Le préfet de l'Ain, représenté par son conseil, a demandé la confirmation de l'ordonnance déférée, observant, à l'instar du conseil de l'intéressé que la motivation de la décision de placement en rétention administrative était suffisante et l'examen de la situation individuelle de l'intéressé réel. S'agissant de la nécessité de la mesure, il a fait valoir qu'au vu des éléments confus dont l'autorité administrative disposait au moment de la décision quant à la destination et la provenance de [C] [V], dont il était par définition établi qu'il ne disposait pas de titre de séjour en Espagne, la vérification a dès lors porté sur la Belgique où il a également été constaté qu'il n'était pas accepté, étant précisé que les démarches auprès des autorités marocaines sont également justifiées. Il a en outre observé que la mesure d'obligation de quitter le territoire français qui avait été confirmée par le tribunal administratif le jour de l'audience, s'appliquait à tout l'espace Schengen.

[C] [V] a eu la parole en dernier. Il estime n'avoir aucun problème en Belgique.

MOTIVATION

Sur la recevabilité de l'appel

L'appel de [C] [V] relevé dans les formes et délais légaux prévus par les dispositions des articles L. 743-21, R. 743-10 et R. 743-11 du code de l'entrée et du séjour des étrangers et du droit d'asile (CESEDA) est déclaré recevable ; 

Sur le moyen de l'incompétence de l'acte

Attendu que le conseil de M. [V] précise qu'il s'était désisté de ce moyen en première instance et qu'il se désiste également de ce moyen devant le délégué du premier président ;

Sur le moyen pris de l'insuffisance de la motivation de la décision de placement en rétention administrative et du défaut d'examen de la situation individuelle

Il résulte de l'article L. 741-6 du CESEDA que la décision de placement en rétention est écrite et motivée;

Cette motivation se doit de retracer les motifs positifs de fait et de droit qui ont guidé l'administration pour prendre sa décision, ce qui signifie que l'autorité administrative n'a pas à énoncer, puis à expliquer pourquoi elle a écarté les éléments favorables à une autre solution que la privation de liberté ;

Pour autant, l'arrêté doit expliciter la raison ou les raisons pour lesquelles la personne a été placée en rétention au regard d'éléments factuels pertinents liés à la situation individuelle et personnelle de l'intéressé, et ce au jour où l'autorité administrative prend sa décision, sans avoir à relater avec exhaustivité l'intégralité des allégations de la personne concernée ;

[C] [V] sollicite que les éléments suivants de sa situation soient pris en compte :

- il vit actuellement en Espagne à Barcelone avec sa compagne, ressortissante espagnole, avec laquelle il a pour projet de se marier,

- il a effectué en Espagne les démarches afin de renouveler sa carte de résident,

- lors de son interpellation à la gare de [Localité 1], il rentrait d'Italie pour l'Espagne, avec l'intention d'acheter un billet de train à [Localité 5],

- il n'a aucunement l'intention de rester en France, où il était seulement de passage pour rentrer chez lui,

- sa carte de séjour expirée donnée aux policiers atteste de son identité et de sa bonne foi, même s'il était dépourvu de billet de train pour l'Espagne.

* **DONNÉES FOURNIES**
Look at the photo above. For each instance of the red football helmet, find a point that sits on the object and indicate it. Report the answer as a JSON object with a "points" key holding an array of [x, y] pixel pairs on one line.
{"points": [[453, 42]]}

* **EXERCICES À RÉALISER**
a – D'après l'extrait, quelle juridiction a confirmé la mesure d'obligation de quitter le territoire français le jour de l'audience ?
b – Reproduisez à l'identique le passage de l'extrait qui va de "- sa carte de" à "train pour l'Espagne.".
c – Reprenez la rédaction de l'extrait de décision sur la rétention administrative à la suite de sa dernière phrase.
Les lignes fournies constituent un matériau indépendant de l'extrait.

* **RÉSULTATS DANS L'ORDRE**
a – Le tribunal administratif.

b –
- sa carte de séjour expirée donnée aux policiers atteste de son identité et de sa bonne foi, même s'il était dépourvu de billet de train pour l'Espagne.

c –
En l'espèce, l'arrêté du préfet de l'Ain a retenu au titre de sa motivation que [C] [V], ressortissant marocain entré irrégulièrement en France depuis 2 jours où il est très défavorablement connu sous plusieurs alias ayant déjà fait l'objet d'une mesure d'éloignement en mai 2019, dépourvu de document d'identité, de justificatif de domicile et déclarant vouloir se rendre en Espagne ou en Belgique où il n'est pas admissible, présente un risque de soustraction avéré à la mesure d'éloignement dont il est l'objet et ne dispose pas de garanties de représentation suffisantes pour couvrir ce risque.

Il est donc acquis que les éléments pertinents de sa situation personnelle au moment de la mesure de rétention ont été pris en compte par le préfet de l'Ain dont la décision est suffisamment motivée, ce qui n'est plus contesté.

Le moyen tiré de l'insuffisance de motivation ne peut être accueilli.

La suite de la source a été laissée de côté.